Work item A -
Answer these questions from the Haskell Sadler profile, one per line:
(i) In what city was Sadler born?
(ii) Who recorded Sadler's song "747"?
(iii) For how many years did Gene "Birdlegg" Pittman play alongside Sadler?
Work item B -
Using the Haskell Sadler profile, explain in one to three sentences why the name "Cool Papa" is tied to Sadler.
Work item C -
Extract a passage from the Haskell Sadler profile, beginning at the words "American blues musician" and stopping after the words "for 13 years.".

Background information
- Also known as: Cool Papa
- Born: Haskell Robert Sadler April 16, 1935 Denver, Colorado, United States
- Died: May 6, 1994 (aged 59) Berkeley, California, United States
- Genres: Blues
- Occupation(s): Singer, songwriter, guitarist
- Instrument(s): Human voice, guitar
- Years active: 1960s–1994
- Labels: TJ Records

= Haskell Sadler =

American blues musician

Haskell Robert "Cool Papa" Sadler (April 16, 1935 - May 6, 1994) was an American blues singer, songwriter, and guitarist.

Born in Denver, Colorado, United States, Sadler moved to California and worked in clubs in the San Francisco Bay Area starting in the 1960s. He played a number of times at the San Francisco Blues Festival. Sadler wrote "747" as recorded by Joe Louis Walker, and "Yesterday" recorded by Tiny Powell. In the 1970s, he recorded as "Cool Papa" for TJ Records. Cool Papa proved to be a guiding hand to Gene "Birdlegg" Pittman, then a new arrival in the Bay Area, and Pittman played alongside Sadler for 13 years.

He developed diabetes, and had a leg amputated in 1990. He died, aged 59, in Berkeley, California, in 1994.

Data provided -
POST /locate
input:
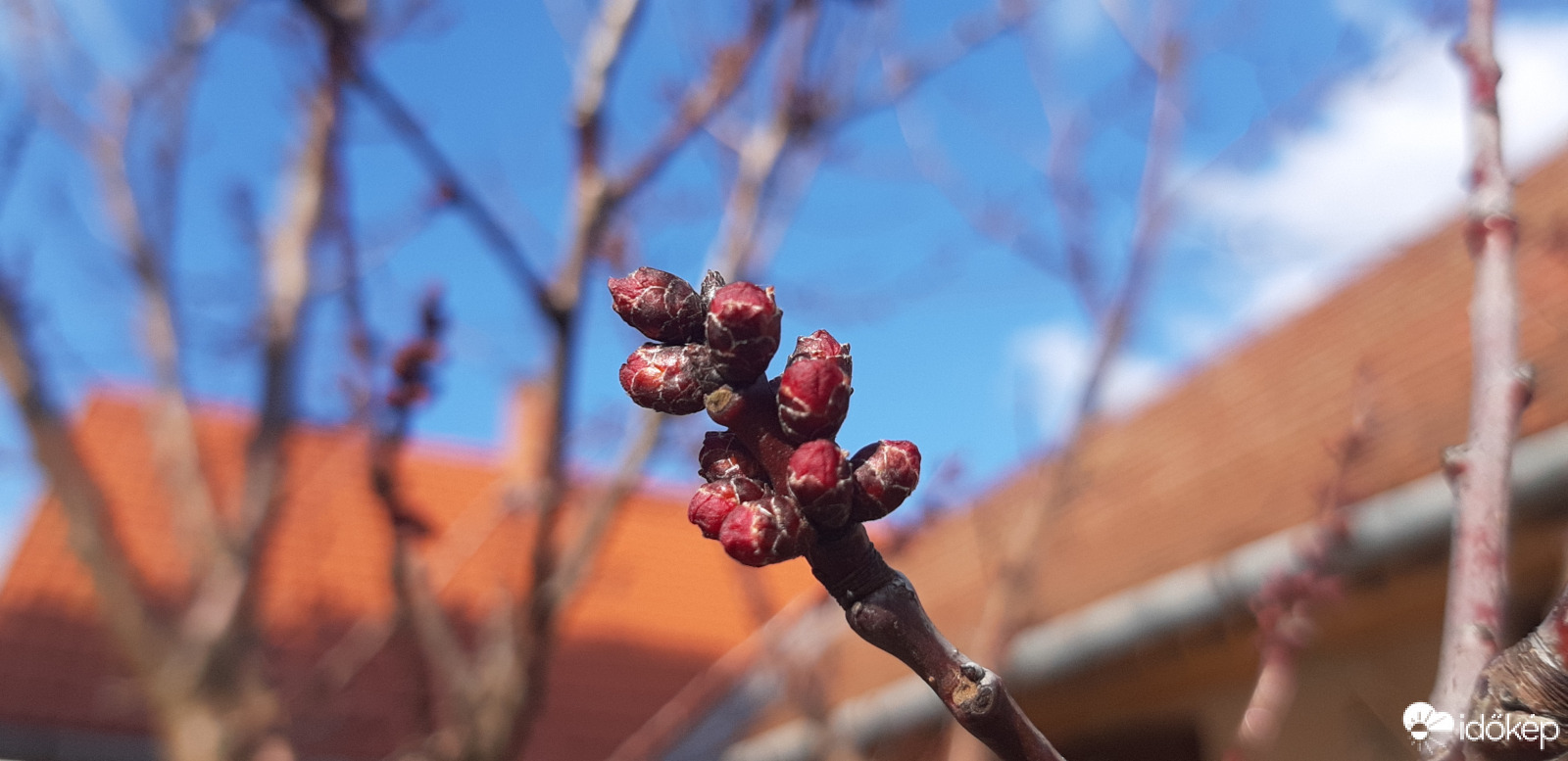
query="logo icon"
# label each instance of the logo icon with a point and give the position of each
(1421, 719)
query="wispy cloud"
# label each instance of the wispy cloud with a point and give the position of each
(1055, 360)
(1382, 166)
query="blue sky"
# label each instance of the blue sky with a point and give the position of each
(1316, 138)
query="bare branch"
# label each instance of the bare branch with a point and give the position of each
(604, 506)
(1478, 572)
(137, 628)
(1005, 606)
(726, 73)
(459, 193)
(1286, 606)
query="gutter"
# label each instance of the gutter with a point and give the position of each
(1395, 523)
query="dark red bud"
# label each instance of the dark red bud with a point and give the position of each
(670, 379)
(744, 331)
(710, 284)
(725, 456)
(822, 345)
(659, 304)
(885, 475)
(765, 531)
(814, 395)
(822, 483)
(712, 503)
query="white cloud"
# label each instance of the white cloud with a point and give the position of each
(1055, 362)
(1382, 166)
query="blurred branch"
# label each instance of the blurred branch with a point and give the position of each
(726, 72)
(673, 719)
(1007, 603)
(140, 633)
(1286, 606)
(455, 190)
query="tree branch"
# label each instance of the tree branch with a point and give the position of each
(141, 636)
(1478, 572)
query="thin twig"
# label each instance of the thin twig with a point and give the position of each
(1007, 603)
(1286, 606)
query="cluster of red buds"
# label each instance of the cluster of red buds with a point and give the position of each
(412, 363)
(776, 480)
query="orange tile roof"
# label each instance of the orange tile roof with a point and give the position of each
(661, 606)
(1238, 452)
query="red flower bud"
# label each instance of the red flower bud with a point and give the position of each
(659, 304)
(712, 503)
(822, 345)
(822, 483)
(710, 284)
(670, 379)
(725, 456)
(814, 395)
(885, 475)
(744, 331)
(765, 531)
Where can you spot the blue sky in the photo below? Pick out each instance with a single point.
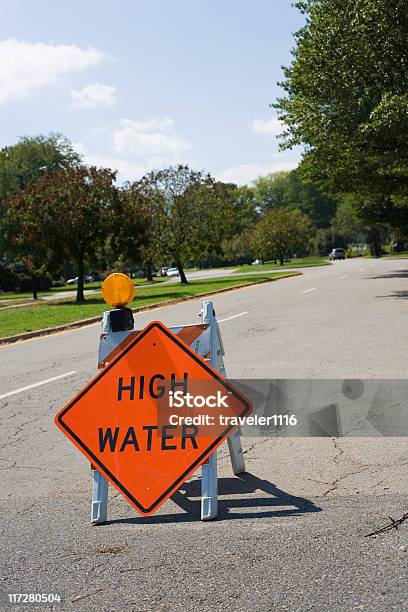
(140, 85)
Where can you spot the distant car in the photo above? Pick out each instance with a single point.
(337, 254)
(173, 272)
(74, 281)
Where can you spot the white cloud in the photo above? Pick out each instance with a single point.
(26, 67)
(148, 125)
(94, 94)
(246, 173)
(271, 127)
(148, 137)
(127, 170)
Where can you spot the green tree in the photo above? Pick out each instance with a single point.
(27, 236)
(190, 214)
(280, 233)
(347, 102)
(288, 190)
(23, 163)
(20, 166)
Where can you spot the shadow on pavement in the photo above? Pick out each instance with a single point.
(277, 503)
(391, 274)
(400, 295)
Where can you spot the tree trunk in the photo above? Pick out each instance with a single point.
(80, 286)
(183, 278)
(374, 238)
(34, 281)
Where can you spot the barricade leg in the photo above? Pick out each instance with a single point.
(209, 489)
(99, 508)
(236, 454)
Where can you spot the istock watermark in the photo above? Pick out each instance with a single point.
(289, 407)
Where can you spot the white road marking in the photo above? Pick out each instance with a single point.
(39, 384)
(308, 290)
(241, 314)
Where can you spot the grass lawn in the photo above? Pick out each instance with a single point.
(11, 295)
(301, 262)
(39, 316)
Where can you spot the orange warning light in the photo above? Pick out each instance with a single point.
(118, 290)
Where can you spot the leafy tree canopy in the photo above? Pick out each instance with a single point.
(347, 97)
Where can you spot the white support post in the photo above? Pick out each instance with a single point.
(100, 486)
(99, 508)
(209, 484)
(236, 454)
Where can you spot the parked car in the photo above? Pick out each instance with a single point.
(173, 272)
(337, 254)
(74, 281)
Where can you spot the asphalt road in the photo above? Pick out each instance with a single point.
(290, 535)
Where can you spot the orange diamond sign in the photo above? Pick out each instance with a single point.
(152, 416)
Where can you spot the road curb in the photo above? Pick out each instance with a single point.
(84, 322)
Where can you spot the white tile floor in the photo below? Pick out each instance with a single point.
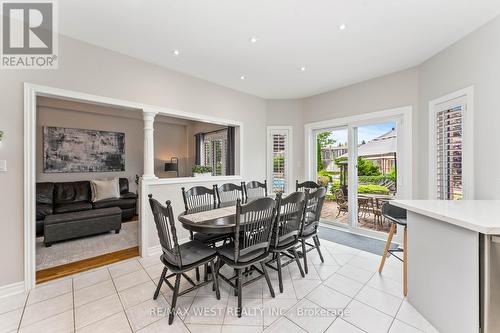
(345, 294)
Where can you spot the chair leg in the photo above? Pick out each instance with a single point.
(215, 278)
(174, 298)
(268, 280)
(304, 255)
(405, 263)
(280, 276)
(237, 272)
(392, 230)
(238, 283)
(197, 270)
(316, 243)
(162, 277)
(296, 255)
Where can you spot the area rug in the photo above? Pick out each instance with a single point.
(359, 242)
(86, 247)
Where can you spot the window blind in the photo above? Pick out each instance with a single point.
(279, 157)
(449, 152)
(215, 152)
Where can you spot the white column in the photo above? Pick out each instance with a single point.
(149, 147)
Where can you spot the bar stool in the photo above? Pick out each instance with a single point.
(396, 216)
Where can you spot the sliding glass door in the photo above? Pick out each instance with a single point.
(359, 164)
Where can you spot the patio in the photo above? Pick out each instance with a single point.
(366, 219)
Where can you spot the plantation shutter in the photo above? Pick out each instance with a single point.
(279, 163)
(449, 135)
(215, 152)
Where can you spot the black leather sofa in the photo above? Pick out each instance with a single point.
(70, 197)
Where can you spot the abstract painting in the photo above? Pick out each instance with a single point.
(68, 150)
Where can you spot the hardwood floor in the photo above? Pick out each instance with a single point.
(85, 265)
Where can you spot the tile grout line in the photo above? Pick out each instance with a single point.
(22, 313)
(120, 300)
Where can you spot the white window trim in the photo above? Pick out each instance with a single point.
(289, 158)
(405, 174)
(467, 142)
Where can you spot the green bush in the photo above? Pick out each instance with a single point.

Result A -
(i) Denver, Colorado
(ii) Joe Louis Walker
(iii) 13 years

Result B -
"Cool Papa" is Sadler's nickname, listed under "Also known as" and placed in quotation marks within his full name. In the 1970s he also recorded under that name for TJ Records.

Result C -
American blues musician

Haskell Robert "Cool Papa" Sadler (April 16, 1935 - May 6, 1994) was an American blues singer, songwriter, and guitarist.

Born in Denver, Colorado, United States, Sadler moved to California and worked in clubs in the San Francisco Bay Area starting in the 1960s. He played a number of times at the San Francisco Blues Festival. Sadler wrote "747" as recorded by Joe Louis Walker, and "Yesterday" recorded by Tiny Powell. In the 1970s, he recorded as "Cool Papa" for TJ Records. Cool Papa proved to be a guiding hand to Gene "Birdlegg" Pittman, then a new arrival in the Bay Area, and Pittman played alongside Sadler for 13 years.